• _WORK ITEM_:
Across the entries that follow, work out the number of lines containing the string "jersey", and state it alone.
** Opening INPUT FOR THIS TASK block **
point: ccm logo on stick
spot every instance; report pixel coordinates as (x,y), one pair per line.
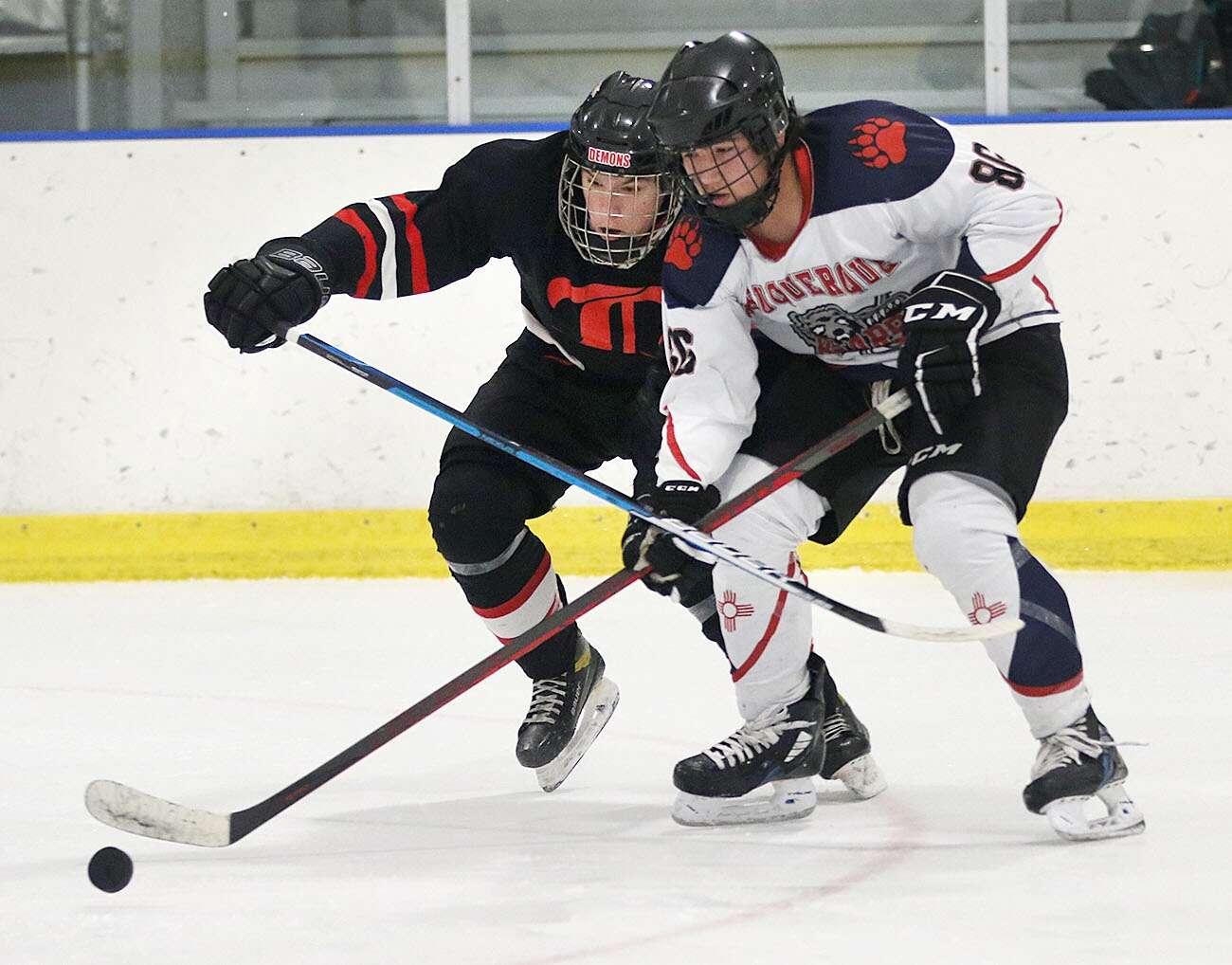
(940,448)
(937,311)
** Closing INPUT FOR THIS TASK block **
** Opening INPUT FOR THIS TASK block **
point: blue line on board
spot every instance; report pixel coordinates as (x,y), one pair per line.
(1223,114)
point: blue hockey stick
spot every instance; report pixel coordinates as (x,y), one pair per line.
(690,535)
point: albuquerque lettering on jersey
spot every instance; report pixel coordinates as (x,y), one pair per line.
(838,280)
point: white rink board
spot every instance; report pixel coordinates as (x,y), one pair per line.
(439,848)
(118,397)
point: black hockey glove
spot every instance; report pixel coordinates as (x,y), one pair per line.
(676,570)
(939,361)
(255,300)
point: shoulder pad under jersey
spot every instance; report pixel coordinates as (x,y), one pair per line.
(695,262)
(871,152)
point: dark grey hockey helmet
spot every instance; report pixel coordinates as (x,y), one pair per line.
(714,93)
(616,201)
** Closing INPUT FOR THIS TASK block **
** Opening INPUT FOR THIS TASK block **
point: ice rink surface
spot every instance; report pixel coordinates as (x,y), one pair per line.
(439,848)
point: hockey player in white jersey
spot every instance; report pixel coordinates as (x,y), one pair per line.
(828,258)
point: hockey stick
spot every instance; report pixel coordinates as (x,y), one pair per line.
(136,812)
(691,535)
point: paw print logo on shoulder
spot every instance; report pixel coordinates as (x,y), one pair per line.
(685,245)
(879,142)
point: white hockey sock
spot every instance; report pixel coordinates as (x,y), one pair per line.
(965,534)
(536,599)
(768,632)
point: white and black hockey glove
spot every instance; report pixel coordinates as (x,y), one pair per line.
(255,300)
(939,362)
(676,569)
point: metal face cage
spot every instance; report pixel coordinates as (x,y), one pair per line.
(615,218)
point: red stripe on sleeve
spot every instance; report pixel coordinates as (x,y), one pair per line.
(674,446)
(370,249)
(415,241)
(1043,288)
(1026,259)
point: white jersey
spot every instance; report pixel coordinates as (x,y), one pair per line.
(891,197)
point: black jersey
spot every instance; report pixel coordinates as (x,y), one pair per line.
** Closing INPUT FOR THIS TASK block **
• _RESULT_:
5